CALGARY - Canada's first astronaut to blast off for a six-month sojourn into orbit says he's ready for life in cramped conditions that will slowly wear down his body and mind but could also help secure the future of manned travel to the moon and Mars.

Robert Thirsk knows the challenges that come with months on end folded with five others into an area the size of a small house, living with weightlessness that goes against everything the human body is built for.

"Living aboard a space station is not like staying at the Palliser Hotel," Thirsk said Tuesday in Calgary. "It's like living aboard a nuclear submarine."

Yet the knowledge gained on the trip could help with future manned space missions as well as provide answers to hundreds of scientific questions about life down here on earth.

"This first Canadian expedition is going to be something completely different than we've ever done before."

Thirsk chose the University of Calgary, where he received his first degree years ago, for his final media briefing before his May departure from Kazakhstan aboard the Russian Soyuz capsule.

He's counting on two and a half years of intense training to see him through whatever challenges the solar system can throw at him.

Thirsk has spent time in Russia and Houston learning the ins and outs of the complex machinery he'll need to operate, as well as memorizing every detail of how the station works and learning how to speak Russian.

In addition, he'll be the medical officer, the mission specialist for an experimental facility and in charge of a number of research projects.

"That's my biggest challenge. Incorporating all this information into my brain is like drinking from a fire hose," he said. "I wouldn't have it any other way, though."
++++
◆ Questions on the material
A – In the article about Robert Thirsk, replace "Houston" with "Moscow" and give the passage from "Thirsk chose the" up to and including "to speak Russian.".
B – According to the article about Robert Thirsk, where did he hold his final media briefing before his departure?
C – Rewrite the paragraph in the article about Robert Thirsk that begins "Thirsk has spent time in Russia and Houston" as a short list.

(Data excerpts)
++++
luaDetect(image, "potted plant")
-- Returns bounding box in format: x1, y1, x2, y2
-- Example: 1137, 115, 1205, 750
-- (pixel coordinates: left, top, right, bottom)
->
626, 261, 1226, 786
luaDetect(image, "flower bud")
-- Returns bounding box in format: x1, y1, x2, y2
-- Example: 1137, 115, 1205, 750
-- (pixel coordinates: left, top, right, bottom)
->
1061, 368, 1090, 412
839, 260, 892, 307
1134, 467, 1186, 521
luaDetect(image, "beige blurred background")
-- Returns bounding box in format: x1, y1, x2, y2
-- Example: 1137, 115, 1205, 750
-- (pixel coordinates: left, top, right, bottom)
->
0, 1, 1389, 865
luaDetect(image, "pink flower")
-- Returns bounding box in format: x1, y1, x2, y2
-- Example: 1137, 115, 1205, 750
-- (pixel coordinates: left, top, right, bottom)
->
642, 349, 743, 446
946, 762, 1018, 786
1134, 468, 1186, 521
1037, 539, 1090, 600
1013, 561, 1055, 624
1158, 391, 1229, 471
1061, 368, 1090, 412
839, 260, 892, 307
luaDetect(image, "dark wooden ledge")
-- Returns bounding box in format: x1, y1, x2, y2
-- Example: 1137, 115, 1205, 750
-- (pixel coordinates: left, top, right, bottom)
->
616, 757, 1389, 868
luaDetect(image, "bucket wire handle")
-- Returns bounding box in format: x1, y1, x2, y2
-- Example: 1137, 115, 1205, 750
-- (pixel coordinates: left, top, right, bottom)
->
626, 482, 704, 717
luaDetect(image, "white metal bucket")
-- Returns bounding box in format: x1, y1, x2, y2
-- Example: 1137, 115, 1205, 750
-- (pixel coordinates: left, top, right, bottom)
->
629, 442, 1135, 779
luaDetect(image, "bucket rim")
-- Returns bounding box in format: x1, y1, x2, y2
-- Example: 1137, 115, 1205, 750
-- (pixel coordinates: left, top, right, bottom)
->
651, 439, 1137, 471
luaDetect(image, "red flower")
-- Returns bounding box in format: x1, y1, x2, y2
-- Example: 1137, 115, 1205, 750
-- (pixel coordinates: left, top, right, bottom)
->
++++
◆ Answers provided
A –
Thirsk chose the University of Calgary, where he received his first degree years ago, for his final media briefing before his May departure from Kazakhstan aboard the Russian Soyuz capsule.

He's counting on two and a half years of intense training to see him through whatever challenges the solar system can throw at him.

Thirsk has spent time in Russia and Moscow learning the ins and outs of the complex machinery he'll need to operate, as well as memorizing every detail of how the station works and learning how to speak Russian.

B – At the University of Calgary.

C –
In Russia and Houston, Thirsk has been:
- learning the complex machinery he'll need to operate
- memorizing every detail of how the station works
- learning to speak Russian